» **AIM OF THE EXERCISE**:
Report, as a single number, how many lines of the records contain the word "with".

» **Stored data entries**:
<<<<
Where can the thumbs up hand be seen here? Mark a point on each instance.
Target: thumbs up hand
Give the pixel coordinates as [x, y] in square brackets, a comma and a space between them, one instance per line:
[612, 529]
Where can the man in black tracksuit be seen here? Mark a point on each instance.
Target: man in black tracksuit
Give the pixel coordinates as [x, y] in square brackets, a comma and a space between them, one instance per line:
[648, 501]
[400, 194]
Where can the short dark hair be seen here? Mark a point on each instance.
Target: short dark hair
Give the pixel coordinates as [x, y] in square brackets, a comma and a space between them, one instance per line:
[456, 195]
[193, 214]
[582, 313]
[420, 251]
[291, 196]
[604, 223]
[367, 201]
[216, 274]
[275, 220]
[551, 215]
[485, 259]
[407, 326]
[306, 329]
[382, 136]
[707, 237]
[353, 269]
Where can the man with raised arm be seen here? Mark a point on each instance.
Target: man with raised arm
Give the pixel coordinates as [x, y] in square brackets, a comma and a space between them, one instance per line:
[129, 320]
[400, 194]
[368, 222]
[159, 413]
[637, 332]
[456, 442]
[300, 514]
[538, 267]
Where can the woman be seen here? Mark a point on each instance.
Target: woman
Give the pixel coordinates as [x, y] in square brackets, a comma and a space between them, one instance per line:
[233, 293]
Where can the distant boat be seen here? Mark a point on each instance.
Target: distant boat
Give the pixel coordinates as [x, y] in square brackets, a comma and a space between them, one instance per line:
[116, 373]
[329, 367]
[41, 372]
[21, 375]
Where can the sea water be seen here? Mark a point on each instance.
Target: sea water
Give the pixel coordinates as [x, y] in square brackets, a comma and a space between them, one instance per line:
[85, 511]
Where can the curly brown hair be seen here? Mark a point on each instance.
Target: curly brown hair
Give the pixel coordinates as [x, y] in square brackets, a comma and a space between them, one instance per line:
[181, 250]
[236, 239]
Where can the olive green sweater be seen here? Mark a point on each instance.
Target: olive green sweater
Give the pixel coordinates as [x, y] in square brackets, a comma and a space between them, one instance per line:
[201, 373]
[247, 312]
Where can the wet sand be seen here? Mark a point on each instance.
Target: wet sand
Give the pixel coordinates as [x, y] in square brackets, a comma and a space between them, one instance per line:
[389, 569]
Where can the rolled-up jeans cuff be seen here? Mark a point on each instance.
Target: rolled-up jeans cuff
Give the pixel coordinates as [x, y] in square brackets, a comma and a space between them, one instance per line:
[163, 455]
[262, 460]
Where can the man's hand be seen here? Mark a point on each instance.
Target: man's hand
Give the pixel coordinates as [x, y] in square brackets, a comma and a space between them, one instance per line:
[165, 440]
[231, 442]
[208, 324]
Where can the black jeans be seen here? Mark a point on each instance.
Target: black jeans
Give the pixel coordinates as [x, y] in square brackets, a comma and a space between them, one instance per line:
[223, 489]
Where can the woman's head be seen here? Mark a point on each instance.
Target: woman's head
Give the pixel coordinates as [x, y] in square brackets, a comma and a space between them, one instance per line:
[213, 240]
>>>>
» **EXPECTED ANSWER**:
2